> [Required work]: Could you continue the passage on healthcare reform and regional Medicare spending, picking up after its final sentence?

> [Text passage]:
Segment Open

A core idea at the heart of President Obama’s healthcare reform law is the notion that while expanding coverage is expensive, there are huge offsetting savings to be had from reforming how medicine is practiced by doctors and hospitals. Who knows, maybe a third of the $2.7 trillion spent on healthcare is wasted.
Now this notion is based mostly on the research of the Dartmouth Institute for Health Policy & Clinical Practice. It shows Medicare spending in some regions of the country is significantly higher than others. Kaiser Health News: “This geographic variation in spending, which the government has also examined, was a motivating force behind a number of government initiatives including changes in Medicare payment to reward hospitals and doctors who provide good care efficiently.”

Segment Closed

> [Data shown]:
Segment Open

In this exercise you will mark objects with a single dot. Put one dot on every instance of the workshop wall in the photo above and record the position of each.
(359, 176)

Segment Closed

> [Response to the exercise]:
And if that research is wrong? Well, then we have a problem. And a paper from a Federal Reserve economist suggests just that (via KHN):
[T]he variation in Medicare spending across states is attributable to factors that affect health and health behaviors, rather than practice styles. … It is not surprising that states in the South spend more on Medicare and have worse outcomes. These states perform significantly worse in numerous areas, including high school graduation rates, test scores, insurance, unemployment, violent crime, and teenage pregnancy. There are many ways that such differences can affect health utilization and outcomes, including differences in underlying health, social supports and social stressors, patient self-care and advocacy, ease of access to services, capabilities and quality of hospital and physician nurses and technicians, and cultural differences in attitudes toward care. A comparison of health spending in Mississippi with health spending in Minnesota is not likely to provide a usual metric of the ‘inefficiencies’ of the health system, nor is likely to provide a useful guide to improve the quality of care in places where it is lacking.
Certainly this is still an open issue, as the KHN article makes clear. But the fact that it is — and that we still rejiggered a fifth of the economy partly based on this research — should give policymakers pause — and perhaps a new found sense of humility.